• Problem:
Among the lines of data below, reproduce only those from the one with "negative clicks: (13, 21) (7, 219)" through the one with "9L33 28L5 27L0", exactly as they stand, both ends included.

== Entries shown

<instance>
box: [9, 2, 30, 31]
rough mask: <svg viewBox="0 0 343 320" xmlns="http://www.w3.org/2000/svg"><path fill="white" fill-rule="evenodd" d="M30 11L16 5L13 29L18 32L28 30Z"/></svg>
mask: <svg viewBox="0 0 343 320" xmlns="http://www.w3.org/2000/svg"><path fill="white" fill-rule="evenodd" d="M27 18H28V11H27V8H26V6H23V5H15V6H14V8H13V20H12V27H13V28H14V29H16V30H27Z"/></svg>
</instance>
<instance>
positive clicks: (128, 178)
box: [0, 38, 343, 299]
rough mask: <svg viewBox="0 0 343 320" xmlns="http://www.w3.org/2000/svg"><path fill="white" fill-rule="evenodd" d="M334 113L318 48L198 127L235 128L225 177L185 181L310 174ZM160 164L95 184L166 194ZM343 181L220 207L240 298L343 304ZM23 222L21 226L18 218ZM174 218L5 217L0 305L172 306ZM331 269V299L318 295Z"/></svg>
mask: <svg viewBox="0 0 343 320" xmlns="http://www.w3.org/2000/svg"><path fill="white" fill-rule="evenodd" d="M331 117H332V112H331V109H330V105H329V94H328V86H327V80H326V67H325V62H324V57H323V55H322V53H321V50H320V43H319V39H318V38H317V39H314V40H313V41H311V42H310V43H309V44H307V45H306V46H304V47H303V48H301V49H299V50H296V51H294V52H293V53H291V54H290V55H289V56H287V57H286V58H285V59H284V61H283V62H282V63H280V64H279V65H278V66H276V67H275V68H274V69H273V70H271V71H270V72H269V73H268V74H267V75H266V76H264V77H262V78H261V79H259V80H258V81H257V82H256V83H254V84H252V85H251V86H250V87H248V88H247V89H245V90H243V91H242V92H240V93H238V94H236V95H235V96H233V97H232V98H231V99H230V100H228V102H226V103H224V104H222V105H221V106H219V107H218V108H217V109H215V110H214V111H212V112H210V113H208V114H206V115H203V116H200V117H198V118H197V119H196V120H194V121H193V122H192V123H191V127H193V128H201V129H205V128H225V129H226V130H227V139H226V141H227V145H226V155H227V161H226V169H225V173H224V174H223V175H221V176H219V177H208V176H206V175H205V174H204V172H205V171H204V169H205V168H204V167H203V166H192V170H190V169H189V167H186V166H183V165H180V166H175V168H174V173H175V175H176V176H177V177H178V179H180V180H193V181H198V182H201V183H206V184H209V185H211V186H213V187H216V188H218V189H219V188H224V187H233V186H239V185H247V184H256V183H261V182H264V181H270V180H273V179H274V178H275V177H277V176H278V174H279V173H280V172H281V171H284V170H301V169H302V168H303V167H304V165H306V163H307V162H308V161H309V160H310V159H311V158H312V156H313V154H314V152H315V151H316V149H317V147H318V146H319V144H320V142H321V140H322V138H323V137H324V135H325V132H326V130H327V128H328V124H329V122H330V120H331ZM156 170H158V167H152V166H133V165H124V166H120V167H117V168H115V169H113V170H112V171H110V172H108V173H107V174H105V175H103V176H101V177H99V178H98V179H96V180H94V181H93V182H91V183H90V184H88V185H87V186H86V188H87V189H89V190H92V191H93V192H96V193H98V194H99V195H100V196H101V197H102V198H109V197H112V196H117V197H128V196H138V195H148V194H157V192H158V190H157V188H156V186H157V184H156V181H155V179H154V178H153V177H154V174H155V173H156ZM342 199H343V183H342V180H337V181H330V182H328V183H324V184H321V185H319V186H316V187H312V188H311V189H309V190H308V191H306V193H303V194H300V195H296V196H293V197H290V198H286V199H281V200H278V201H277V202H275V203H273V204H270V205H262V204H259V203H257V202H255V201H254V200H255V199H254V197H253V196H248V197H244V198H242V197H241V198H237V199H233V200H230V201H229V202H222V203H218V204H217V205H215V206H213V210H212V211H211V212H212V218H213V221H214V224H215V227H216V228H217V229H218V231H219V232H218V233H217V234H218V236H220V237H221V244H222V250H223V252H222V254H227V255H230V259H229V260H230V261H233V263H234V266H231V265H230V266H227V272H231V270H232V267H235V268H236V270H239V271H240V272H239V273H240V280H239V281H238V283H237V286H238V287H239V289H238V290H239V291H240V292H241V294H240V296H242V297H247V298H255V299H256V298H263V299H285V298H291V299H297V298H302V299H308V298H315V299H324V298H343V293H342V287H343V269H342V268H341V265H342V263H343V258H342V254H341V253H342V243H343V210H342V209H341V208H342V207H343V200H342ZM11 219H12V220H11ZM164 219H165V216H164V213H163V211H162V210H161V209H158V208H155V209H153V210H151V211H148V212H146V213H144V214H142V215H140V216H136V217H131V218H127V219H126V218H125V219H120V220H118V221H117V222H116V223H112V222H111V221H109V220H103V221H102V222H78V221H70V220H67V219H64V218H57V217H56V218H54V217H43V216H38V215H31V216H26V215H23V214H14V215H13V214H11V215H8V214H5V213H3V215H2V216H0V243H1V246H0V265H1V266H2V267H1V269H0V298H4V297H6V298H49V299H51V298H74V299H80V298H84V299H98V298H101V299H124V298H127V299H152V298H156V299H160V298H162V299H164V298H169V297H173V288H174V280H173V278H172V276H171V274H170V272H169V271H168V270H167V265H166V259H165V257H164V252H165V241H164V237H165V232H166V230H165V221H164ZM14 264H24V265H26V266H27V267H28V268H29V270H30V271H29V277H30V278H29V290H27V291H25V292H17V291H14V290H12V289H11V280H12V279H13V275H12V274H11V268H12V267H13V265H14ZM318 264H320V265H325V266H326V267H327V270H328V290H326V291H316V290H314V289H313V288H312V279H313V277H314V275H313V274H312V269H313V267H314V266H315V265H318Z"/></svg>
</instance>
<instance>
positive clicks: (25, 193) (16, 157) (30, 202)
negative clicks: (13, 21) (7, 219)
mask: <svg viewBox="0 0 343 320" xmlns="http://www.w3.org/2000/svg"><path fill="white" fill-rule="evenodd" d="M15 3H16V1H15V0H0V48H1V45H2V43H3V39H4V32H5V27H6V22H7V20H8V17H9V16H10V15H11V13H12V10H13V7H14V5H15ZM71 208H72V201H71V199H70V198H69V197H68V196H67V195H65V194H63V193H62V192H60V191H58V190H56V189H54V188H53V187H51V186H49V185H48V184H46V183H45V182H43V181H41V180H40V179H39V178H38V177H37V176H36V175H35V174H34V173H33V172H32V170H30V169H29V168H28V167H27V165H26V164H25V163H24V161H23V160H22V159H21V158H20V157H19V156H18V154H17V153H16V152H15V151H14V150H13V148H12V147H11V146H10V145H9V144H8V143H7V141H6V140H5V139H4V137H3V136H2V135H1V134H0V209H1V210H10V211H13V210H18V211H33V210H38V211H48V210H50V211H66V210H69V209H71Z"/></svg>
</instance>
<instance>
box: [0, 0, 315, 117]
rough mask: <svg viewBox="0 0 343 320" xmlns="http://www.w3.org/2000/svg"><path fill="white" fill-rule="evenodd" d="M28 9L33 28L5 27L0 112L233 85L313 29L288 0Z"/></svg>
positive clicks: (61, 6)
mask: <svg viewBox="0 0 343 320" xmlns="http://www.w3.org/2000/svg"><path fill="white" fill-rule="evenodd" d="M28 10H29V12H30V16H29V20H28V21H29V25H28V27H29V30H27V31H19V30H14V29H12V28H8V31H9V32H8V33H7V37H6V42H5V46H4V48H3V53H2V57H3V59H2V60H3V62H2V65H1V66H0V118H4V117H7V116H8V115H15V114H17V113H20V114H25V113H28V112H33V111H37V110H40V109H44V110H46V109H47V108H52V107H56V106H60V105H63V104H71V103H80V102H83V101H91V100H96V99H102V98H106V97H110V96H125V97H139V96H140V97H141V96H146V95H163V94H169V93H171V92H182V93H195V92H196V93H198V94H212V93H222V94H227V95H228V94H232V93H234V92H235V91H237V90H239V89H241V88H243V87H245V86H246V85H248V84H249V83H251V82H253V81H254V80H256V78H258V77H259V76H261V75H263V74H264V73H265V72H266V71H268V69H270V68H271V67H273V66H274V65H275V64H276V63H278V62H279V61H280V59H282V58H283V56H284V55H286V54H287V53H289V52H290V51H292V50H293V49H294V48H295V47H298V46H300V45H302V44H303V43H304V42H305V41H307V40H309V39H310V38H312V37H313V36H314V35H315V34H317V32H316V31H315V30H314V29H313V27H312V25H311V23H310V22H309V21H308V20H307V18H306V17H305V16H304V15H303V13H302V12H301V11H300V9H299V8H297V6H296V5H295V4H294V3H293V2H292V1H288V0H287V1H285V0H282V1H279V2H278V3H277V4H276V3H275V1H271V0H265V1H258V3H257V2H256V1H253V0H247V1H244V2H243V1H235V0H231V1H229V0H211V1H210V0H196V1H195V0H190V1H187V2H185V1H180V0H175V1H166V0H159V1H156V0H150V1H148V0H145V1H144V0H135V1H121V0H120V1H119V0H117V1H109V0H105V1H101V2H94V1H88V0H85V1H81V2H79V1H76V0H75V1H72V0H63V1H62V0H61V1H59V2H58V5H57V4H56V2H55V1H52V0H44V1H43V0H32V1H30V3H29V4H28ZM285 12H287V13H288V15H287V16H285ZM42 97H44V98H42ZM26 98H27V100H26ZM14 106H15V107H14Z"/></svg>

====

• Reply to the exercise:
negative clicks: (13, 21) (7, 219)
mask: <svg viewBox="0 0 343 320" xmlns="http://www.w3.org/2000/svg"><path fill="white" fill-rule="evenodd" d="M15 3H16V1H15V0H0V48H1V45H2V43H3V39H4V32H5V27H6V22H7V20H8V17H9V16H10V15H11V13H12V10H13V7H14V5H15ZM71 208H72V201H71V199H70V198H69V197H68V196H67V195H65V194H63V193H62V192H60V191H58V190H56V189H54V188H53V187H51V186H49V185H48V184H46V183H45V182H43V181H41V180H40V179H39V178H38V177H37V176H36V175H35V174H34V173H33V172H32V170H30V169H29V168H28V167H27V165H26V164H25V163H24V161H23V160H22V159H21V158H20V157H19V156H18V154H17V153H16V152H15V151H14V150H13V148H12V147H11V146H10V145H9V144H8V143H7V141H6V140H5V139H4V137H3V136H2V135H1V134H0V209H1V210H10V211H13V210H18V211H33V210H38V211H48V210H50V211H66V210H69V209H71Z"/></svg>
</instance>
<instance>
box: [0, 0, 315, 117]
rough mask: <svg viewBox="0 0 343 320" xmlns="http://www.w3.org/2000/svg"><path fill="white" fill-rule="evenodd" d="M28 9L33 28L5 27L0 112L233 85L313 29L288 0Z"/></svg>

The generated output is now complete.